======== EXCERPTED PASSAGE

Next week, citizens around the nation will take actions to spotlight that rising tide and the grassroots movement that is driving it. At a time when the obscene amount of money that went into Wisconsin’s recall elections has reminded us once again just what Citizens United has wrought, Resolutions Week events will remind America that democracy is alive and kicking in the growing momentum for the ultimate solution to the auctioning of our democracy: a constitutional amendment to overturn Citizens United and related cases.

This May, Rhode Island became the fifth state legislature to demand a constitutional amendment to restore free and fair elections to the American people. A resolution to that effect overwhelmingly passed the Rhode Island General Assembly, while more than 200 cities and towns across the country have passed similar resolutions at the local level. Many more states, including California and Massachusetts, and local communities are waiting in the wings.

They’re heeding the call of a grassroots movement that’s growing organically in every single state.  Average citizens like California high school student Glenn Kimball become outraged upon noticing that the court is getting the Constitution wrong and undermining the integrity of our democracy. Next, they gradually and doggedly rally their neighbors and local leaders in growing numbers, and persuade their local city council or state legislators to demand action from Congress. That process repeats itself in a different community literally every day on average.

Justice Stevens’ widely covered remarks last week continued to emphasize why. The Citizens United majority went against the grain of its own rulings, past and subsequent, when it claimed that regulations cannot ever take into account the identity of a “speaker,” let alone a powerful multinational corporation with perpetual life spending money to buy influence. The court also severely contradicted its own logic just this year by leaving in place a lower-court ruling that noted the need to protect the integrity of elections from interference by the contributions of individual foreigners living in the U.S.; it notably declined to explain why their non-citizen identity mattered at all.

Citizens United and the related rulings that gave rise to it also, as Stevens noted, prevent democratically elected representatives at all levels to from effectively ensuring that elections are not corrupted by corporations and the wealthiest among us. That’s why it’s fitting and proper that elected officials at all levels of government are responding to citizen outcry demanding a constitutional amendment, and echoing it themselves in such rapidly growing numbers.

================

Answer these questions from the passage on Citizens United:
1. Which state became the fifth state legislature to demand a constitutional amendment?
2. Which California high school student does the passage name?
3. Whose contributions did the lower-court ruling left in place this year say elections must be protected from?

======== RECORDS

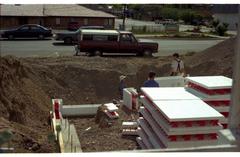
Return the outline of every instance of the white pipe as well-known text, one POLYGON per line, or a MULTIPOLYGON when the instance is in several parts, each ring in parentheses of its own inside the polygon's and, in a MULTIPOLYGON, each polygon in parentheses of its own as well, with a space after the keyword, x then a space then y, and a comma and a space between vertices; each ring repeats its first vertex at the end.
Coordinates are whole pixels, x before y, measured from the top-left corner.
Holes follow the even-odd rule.
POLYGON ((235 43, 229 128, 240 130, 240 5, 238 5, 238 33, 235 43))

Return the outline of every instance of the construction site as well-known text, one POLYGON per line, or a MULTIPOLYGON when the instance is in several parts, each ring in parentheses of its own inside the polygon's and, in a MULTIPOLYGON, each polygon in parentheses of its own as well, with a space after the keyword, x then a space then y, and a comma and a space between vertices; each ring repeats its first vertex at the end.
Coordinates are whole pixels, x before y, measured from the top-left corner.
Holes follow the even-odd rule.
POLYGON ((172 56, 1 57, 0 131, 10 140, 0 146, 10 153, 239 151, 239 130, 231 134, 228 124, 234 110, 239 122, 239 106, 231 109, 236 42, 182 55, 185 78, 169 77, 172 56), (142 88, 149 71, 159 88, 142 88), (120 75, 128 87, 122 100, 120 75))

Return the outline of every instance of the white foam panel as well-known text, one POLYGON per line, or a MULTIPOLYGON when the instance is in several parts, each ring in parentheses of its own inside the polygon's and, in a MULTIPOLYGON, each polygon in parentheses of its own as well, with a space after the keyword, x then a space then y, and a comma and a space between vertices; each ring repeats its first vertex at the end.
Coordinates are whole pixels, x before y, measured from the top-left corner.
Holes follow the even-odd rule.
POLYGON ((141 88, 141 91, 152 101, 156 100, 200 100, 184 87, 141 88))

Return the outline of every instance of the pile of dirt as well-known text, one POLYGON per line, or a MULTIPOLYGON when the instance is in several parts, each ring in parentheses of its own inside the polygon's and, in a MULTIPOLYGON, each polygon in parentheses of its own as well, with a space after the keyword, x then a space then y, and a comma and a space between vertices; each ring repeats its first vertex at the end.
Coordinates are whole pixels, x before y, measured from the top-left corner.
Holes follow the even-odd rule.
MULTIPOLYGON (((235 41, 231 38, 201 53, 182 56, 187 73, 231 77, 235 41)), ((0 57, 0 126, 12 129, 15 152, 55 152, 56 145, 47 140, 52 98, 61 98, 68 105, 107 103, 119 97, 120 75, 127 75, 128 87, 139 89, 151 70, 157 76, 169 76, 171 59, 0 57)))
POLYGON ((124 106, 118 111, 119 118, 109 127, 99 127, 96 118, 72 118, 83 152, 123 151, 137 149, 136 136, 122 136, 122 122, 136 121, 137 112, 130 112, 124 106))

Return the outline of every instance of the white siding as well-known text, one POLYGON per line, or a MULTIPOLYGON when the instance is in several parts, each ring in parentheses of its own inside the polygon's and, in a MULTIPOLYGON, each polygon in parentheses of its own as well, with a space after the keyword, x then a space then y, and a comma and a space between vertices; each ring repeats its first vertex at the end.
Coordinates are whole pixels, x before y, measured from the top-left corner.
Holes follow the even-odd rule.
POLYGON ((214 19, 218 19, 221 23, 228 23, 229 30, 237 30, 236 23, 238 23, 238 14, 221 14, 216 13, 213 15, 214 19))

================

THE REPLY:
1. Rhode Island
2. Glenn Kimball
3. Individual foreigners living in the U.S.